# Set exercise:
Lay out each non-blank line of the listing below as a row in a Markdown table with the columns Row and Line, leaving the pictures out. Number the rows in order, starting from 1.

--- Start Data rows ---

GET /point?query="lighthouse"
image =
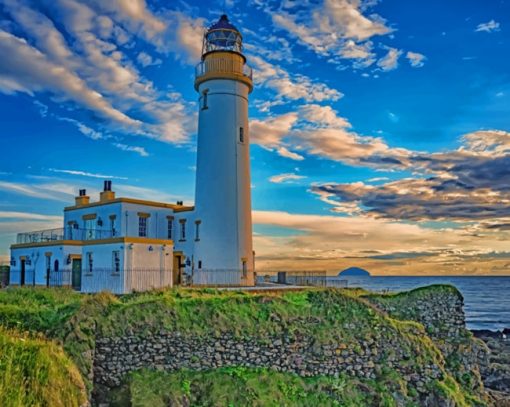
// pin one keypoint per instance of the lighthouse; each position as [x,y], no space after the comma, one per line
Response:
[223,190]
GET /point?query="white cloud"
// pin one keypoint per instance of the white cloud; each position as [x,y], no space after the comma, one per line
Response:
[86,174]
[135,149]
[82,61]
[84,129]
[390,60]
[415,59]
[290,87]
[338,29]
[54,191]
[489,27]
[28,216]
[271,131]
[28,70]
[145,60]
[281,178]
[284,152]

--- End Data rows ---

# Exercise response:
| Row | Line |
|---|---|
| 1 | GET /point?query="lighthouse" |
| 2 | image = |
| 3 | // pin one keypoint per instance of the lighthouse; each position as [x,y], no space after the comma, one per line |
| 4 | Response: |
| 5 | [223,190] |
| 6 | GET /point?query="white cloud" |
| 7 | // pin one keypoint per instance of the white cloud; each position as [x,y], no space after the comma, one per line |
| 8 | Response: |
| 9 | [86,174] |
| 10 | [135,149] |
| 11 | [82,61] |
| 12 | [84,129] |
| 13 | [390,60] |
| 14 | [415,59] |
| 15 | [290,87] |
| 16 | [338,29] |
| 17 | [54,191] |
| 18 | [489,27] |
| 19 | [28,216] |
| 20 | [271,131] |
| 21 | [28,70] |
| 22 | [145,60] |
| 23 | [281,178] |
| 24 | [284,152] |